**Document passage:**
+++

Baudelaire to Sainte-Beuve

    Wednesday, 18th August, 1857.

Ah! dear friend, I have something very serious, something very awkward to ask you. I wished to write to you, and then I would rather tell you. For a fortnight my ideas on this subject have been changing; but my lawyer (Chaix d'Est-Ange fils) insists that I talk to you about it, and I should be very happy if you could grant me a little conversation of three minutes to-day wherever you like, at your house or elsewhere. I did not wish to call on you unexpectedly. It always seems to me, when I take my way towards the rue Montparnasse, that I am going to visit that wonderful wise man, seated in a golden tulip, whose voice speaks to intruders with the resounding echo of a trumpet.

This morning I am awaiting some copies of my brochure; I will send you one at the same time.

    Your very affectionate.

Baudelaire to Sainte-Beuve

    Tuesday, 18th May, 1858.

I think that I drop in upon you as inconveniently as possible, do I not? You are engaged to-day; but, by coming to see you after four o'clock I shall perhaps be able to find you. In any case, whether I deceive myself or not, if you are busy this evening with your affairs, put me to the door like a true friend.

    Yours always.

Baudelaire to Sainte-Beuve

    14th June, 1858.

DEAR FRIEND,

I have just read your work on "Fanny." Is there any need for me to tell you how charming it is and how surprising it is to see a mind at once so full of health, of herculean health, and at the same time most delicate, most subtle, most femininely fine! (On the subject of feminine fineness I wanted to obey you and to read the work of the stoic. In spite of the respect I ought to have for your authority, I decidedly do not wish that gallantry, chivalry, mysticism, heroism, in fact exuberance and excess, which are what is most charming even in honesty, should be suppressed.)

With you, it is necessary to be cynical; for you are too shrewd for deceit not to be dangerous. Ah well, this article has inspired me with terrible jealousy. So much has been said about Loëve-Weimars and of the service he has rendered to French literature! Shall I not find a champion who will say as much of me?

By some cajolery, most powerful friend, shall I obtain this from you? However, what I ask of you is not an injustice. Did you not offer it to me at first? Are not the "Adventures of Pym" an excellent pretext for a general sketch? You, who love to amuse yourself in all depths, will you not make an excursion into the depths of Edgar Poe? You guess that the request for this service is connected in my mind with the visit I must pay to M. Pelletier. When one has a little money and goes to dine with a former mistress one forgets everything. But there are days when the curses of all the fools mount to one's brain, and then one implores one's old friend, Sainte-Beuve.

Now, truly, of late I have been literally dragged in the mud, and (pity me, it is the first time that I have lacked dignity), I have had the weakness to reply.

I know how busy you are and how full of application for all your lessons, for all your work and duties, etc. But if, sometimes, a little strain were not put on friendliness, on kindness, where would the hero of friendliness be? And if one did not say too much good about brave men, how would they be consoled for the curses of those who only wish to say too much evil?

Finally, I will say to you, as usual, that all that you wish will be good.

    Yours ever.

I like you more than I like your books.

Baudelaire to Sainte-Beuve

    14th August, 1858.

Is it permitted to come and warm and fortify oneself a little by contact with you? You know what I think of men who are depressants and men who have a tonic influence. If, then, I unsettle you, you must blame your qualification, still more my weakness. I have need of you as of a douche.

+++

**Supplied records:**
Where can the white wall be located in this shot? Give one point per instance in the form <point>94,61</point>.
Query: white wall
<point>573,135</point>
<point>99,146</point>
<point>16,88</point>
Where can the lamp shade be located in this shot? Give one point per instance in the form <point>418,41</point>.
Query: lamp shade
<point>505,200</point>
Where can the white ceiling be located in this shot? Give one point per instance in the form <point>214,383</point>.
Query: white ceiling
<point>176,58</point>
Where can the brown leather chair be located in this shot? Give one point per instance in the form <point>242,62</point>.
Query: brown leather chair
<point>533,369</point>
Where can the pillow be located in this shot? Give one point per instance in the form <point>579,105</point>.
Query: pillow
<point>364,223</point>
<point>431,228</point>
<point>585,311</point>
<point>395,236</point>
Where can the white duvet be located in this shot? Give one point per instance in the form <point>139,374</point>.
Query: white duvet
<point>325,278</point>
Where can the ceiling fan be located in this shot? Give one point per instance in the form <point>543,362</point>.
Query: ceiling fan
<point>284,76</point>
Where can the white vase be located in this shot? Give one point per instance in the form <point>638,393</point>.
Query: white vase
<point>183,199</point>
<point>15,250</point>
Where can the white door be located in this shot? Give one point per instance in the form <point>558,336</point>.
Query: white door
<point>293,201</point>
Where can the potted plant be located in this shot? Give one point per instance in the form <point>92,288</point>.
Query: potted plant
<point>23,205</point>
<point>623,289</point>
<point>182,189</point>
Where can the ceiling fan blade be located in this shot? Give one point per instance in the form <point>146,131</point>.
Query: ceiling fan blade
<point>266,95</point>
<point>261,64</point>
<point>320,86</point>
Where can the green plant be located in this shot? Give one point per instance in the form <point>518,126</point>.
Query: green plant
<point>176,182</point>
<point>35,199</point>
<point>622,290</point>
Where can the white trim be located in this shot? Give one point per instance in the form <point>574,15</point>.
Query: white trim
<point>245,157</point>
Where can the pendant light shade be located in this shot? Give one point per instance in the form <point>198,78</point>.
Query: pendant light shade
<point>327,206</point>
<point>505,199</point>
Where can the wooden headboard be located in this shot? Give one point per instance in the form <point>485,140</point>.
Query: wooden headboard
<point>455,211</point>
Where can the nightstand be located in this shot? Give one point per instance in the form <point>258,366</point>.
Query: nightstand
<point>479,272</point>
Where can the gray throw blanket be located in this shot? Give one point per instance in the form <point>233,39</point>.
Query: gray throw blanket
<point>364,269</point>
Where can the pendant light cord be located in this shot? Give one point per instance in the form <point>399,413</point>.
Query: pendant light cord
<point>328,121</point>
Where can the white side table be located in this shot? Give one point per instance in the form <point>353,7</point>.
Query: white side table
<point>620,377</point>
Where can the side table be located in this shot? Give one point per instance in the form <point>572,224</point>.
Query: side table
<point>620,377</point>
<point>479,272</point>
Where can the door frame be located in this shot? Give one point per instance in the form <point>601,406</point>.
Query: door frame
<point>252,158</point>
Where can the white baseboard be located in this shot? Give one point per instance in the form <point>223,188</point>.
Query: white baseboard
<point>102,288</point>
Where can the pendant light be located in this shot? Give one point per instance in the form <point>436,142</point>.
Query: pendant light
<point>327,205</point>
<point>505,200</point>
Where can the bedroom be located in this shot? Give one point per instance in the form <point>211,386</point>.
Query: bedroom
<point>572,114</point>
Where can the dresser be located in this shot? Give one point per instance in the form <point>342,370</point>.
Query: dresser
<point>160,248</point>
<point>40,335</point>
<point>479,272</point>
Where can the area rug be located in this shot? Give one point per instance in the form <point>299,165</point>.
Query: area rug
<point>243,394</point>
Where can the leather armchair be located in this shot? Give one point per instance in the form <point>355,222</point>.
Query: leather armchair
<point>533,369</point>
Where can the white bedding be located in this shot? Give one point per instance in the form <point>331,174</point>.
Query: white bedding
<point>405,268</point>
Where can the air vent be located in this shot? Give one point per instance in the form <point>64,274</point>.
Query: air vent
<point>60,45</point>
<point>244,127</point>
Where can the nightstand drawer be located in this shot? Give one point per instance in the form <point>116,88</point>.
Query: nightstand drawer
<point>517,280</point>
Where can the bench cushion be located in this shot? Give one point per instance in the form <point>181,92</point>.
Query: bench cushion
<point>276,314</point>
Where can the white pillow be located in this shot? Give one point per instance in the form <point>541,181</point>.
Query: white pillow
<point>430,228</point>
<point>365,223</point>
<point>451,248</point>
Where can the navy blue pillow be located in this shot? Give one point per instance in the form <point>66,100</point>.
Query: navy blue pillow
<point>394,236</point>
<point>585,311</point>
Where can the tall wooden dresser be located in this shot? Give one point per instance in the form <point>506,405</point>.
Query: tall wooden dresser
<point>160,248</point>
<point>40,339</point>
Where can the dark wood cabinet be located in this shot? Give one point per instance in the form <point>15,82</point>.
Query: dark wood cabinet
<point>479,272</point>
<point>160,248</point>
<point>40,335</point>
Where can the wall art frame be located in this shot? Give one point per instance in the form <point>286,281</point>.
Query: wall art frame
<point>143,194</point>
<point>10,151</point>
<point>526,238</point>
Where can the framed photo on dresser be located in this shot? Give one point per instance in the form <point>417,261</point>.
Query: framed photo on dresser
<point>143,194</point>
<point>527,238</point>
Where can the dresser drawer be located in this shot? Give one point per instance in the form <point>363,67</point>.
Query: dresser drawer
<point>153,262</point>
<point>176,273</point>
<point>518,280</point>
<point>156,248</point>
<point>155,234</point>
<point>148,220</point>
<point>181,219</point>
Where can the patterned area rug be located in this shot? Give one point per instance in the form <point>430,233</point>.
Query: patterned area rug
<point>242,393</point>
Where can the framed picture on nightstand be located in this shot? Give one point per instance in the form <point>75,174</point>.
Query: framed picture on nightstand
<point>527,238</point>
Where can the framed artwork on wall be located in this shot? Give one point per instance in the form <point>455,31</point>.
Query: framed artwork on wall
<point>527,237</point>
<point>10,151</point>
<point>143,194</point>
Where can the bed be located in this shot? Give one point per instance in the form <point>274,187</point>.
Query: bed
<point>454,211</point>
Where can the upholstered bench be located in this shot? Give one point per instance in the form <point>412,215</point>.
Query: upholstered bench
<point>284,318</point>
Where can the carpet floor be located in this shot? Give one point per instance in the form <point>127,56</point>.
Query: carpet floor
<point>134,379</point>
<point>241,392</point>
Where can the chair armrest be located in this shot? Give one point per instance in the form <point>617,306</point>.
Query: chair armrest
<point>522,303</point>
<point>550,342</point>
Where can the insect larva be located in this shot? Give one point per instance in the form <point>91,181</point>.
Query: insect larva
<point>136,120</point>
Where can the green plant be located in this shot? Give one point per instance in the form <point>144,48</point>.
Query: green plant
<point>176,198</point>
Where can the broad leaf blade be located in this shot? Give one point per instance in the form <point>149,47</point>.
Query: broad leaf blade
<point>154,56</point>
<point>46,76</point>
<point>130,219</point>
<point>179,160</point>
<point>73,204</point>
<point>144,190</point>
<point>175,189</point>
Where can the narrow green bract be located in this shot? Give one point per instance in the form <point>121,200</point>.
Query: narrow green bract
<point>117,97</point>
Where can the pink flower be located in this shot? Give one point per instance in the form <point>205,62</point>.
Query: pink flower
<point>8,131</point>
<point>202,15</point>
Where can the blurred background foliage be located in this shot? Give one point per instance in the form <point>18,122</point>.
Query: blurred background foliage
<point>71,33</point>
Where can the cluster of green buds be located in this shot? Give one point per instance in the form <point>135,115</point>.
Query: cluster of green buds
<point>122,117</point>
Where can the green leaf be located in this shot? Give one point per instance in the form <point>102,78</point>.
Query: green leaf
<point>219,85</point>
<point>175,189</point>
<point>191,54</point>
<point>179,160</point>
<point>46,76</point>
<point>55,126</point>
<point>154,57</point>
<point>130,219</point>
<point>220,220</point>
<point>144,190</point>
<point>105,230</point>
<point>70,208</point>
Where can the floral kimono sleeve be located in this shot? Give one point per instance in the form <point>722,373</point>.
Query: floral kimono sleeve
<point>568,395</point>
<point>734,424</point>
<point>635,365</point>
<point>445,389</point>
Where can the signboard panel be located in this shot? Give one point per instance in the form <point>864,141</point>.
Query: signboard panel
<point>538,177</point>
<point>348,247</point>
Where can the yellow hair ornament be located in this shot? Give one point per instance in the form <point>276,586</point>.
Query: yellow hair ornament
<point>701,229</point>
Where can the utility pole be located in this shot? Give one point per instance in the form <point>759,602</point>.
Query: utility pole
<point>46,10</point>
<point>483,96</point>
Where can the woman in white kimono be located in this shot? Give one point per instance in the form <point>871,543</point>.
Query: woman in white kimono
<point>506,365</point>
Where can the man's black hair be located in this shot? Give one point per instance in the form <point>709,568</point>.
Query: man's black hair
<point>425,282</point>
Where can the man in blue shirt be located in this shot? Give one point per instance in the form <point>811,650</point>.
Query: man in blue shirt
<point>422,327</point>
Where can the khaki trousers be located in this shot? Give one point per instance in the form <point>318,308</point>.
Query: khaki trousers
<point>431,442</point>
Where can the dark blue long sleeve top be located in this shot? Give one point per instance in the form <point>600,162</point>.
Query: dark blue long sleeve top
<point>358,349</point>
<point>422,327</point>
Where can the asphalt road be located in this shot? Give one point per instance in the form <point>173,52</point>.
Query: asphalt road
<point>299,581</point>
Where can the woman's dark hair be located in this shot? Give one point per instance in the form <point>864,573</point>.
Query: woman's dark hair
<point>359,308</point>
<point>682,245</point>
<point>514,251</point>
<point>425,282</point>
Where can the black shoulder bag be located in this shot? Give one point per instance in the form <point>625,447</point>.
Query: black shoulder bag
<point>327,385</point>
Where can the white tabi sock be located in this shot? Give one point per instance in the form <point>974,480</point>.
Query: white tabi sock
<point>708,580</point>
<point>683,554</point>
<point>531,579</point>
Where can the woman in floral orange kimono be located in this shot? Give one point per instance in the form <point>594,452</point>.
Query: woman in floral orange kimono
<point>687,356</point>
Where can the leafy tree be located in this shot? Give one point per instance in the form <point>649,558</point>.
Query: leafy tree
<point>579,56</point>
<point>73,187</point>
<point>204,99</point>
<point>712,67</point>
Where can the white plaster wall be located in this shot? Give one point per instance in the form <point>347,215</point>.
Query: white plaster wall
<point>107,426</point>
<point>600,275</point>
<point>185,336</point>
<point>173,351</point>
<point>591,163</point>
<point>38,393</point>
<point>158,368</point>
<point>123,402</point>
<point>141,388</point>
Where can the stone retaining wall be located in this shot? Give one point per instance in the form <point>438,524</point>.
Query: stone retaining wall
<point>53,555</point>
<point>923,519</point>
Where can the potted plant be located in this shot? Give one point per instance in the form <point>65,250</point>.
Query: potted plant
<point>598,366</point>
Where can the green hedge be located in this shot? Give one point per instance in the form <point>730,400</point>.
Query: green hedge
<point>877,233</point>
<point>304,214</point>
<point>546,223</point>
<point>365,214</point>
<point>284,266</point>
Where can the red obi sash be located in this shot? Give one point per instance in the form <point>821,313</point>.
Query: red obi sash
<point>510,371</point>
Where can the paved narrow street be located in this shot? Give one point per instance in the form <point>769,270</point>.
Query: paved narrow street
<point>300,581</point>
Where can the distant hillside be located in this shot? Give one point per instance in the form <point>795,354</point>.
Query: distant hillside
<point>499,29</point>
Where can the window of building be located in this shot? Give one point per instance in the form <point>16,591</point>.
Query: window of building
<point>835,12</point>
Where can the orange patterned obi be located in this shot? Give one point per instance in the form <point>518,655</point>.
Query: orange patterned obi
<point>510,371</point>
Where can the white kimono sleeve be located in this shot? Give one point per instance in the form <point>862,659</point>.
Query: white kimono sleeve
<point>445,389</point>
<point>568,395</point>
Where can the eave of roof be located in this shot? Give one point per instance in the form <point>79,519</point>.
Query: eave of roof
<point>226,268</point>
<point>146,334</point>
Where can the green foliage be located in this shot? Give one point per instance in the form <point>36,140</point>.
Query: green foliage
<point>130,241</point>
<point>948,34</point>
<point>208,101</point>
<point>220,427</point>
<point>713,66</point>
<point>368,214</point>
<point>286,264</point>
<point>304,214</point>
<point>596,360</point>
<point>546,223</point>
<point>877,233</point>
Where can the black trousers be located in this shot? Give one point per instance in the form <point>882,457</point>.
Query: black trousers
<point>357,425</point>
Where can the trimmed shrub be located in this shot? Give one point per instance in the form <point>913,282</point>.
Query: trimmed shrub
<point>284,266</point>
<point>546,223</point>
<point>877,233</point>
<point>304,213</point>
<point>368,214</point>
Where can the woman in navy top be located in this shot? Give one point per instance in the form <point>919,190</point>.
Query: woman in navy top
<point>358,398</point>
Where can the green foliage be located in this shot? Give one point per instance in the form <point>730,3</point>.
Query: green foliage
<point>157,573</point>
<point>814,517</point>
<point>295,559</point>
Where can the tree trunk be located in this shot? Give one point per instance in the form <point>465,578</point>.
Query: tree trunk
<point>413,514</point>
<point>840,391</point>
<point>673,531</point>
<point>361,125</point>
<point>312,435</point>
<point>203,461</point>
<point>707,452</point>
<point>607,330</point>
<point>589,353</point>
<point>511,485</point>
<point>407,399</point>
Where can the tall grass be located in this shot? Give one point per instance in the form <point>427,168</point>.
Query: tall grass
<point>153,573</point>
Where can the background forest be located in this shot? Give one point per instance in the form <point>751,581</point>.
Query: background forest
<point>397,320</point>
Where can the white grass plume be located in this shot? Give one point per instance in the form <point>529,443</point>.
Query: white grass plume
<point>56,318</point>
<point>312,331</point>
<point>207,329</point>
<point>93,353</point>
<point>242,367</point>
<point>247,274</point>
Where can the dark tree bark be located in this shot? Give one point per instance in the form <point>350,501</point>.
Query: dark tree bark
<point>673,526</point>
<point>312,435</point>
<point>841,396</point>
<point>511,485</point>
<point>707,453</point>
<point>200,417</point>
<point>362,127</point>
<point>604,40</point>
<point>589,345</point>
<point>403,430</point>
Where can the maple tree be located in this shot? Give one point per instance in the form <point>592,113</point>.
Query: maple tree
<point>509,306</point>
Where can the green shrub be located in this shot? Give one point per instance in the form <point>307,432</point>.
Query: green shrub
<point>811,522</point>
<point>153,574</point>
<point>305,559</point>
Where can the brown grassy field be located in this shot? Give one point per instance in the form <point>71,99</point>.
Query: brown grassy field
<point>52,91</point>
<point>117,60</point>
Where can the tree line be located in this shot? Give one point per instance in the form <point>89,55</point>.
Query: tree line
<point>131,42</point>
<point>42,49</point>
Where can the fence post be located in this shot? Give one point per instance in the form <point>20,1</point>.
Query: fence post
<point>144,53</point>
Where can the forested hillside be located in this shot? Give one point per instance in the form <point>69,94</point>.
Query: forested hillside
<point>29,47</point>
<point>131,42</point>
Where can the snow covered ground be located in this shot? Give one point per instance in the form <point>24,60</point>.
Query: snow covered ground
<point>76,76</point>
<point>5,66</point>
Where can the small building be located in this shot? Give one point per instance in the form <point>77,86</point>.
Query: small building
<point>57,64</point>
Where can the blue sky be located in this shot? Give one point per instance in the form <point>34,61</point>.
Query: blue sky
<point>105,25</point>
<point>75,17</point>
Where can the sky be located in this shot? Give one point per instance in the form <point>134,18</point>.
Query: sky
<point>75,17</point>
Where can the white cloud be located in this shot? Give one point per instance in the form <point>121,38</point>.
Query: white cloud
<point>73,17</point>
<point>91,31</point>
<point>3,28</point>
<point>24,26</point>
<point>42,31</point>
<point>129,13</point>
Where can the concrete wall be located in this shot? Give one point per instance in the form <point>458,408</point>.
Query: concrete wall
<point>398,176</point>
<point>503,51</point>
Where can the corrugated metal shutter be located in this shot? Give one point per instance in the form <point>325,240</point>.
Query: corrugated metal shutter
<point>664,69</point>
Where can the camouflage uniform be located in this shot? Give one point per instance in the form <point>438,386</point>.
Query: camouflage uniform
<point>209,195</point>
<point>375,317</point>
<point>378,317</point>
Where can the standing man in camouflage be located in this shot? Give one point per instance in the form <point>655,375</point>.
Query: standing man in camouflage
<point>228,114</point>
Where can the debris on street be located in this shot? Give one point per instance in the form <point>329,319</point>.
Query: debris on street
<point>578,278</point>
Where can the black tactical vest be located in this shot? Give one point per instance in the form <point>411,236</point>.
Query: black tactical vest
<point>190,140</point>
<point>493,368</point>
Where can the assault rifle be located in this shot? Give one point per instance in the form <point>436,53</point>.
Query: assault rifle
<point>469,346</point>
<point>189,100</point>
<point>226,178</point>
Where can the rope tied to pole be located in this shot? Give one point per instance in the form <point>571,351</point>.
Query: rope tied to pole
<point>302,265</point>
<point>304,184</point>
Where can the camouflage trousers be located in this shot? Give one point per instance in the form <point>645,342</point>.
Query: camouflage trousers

+++

**What is asked:**
Can you sum up the Baudelaire letters to Sainte-Beuve above in two sentences?

**Answer below:**
In letters from 1857 and 1858, Baudelaire repeatedly asks to visit Sainte-Beuve, first requesting a three-minute conversation about something very serious that his lawyer insisted he raise. After praising Sainte-Beuve's work on "Fanny" and admitting he has lately been dragged in the mud, he asks Sainte-Beuve to champion him, suggesting the "Adventures of Pym" as a pretext for a general sketch.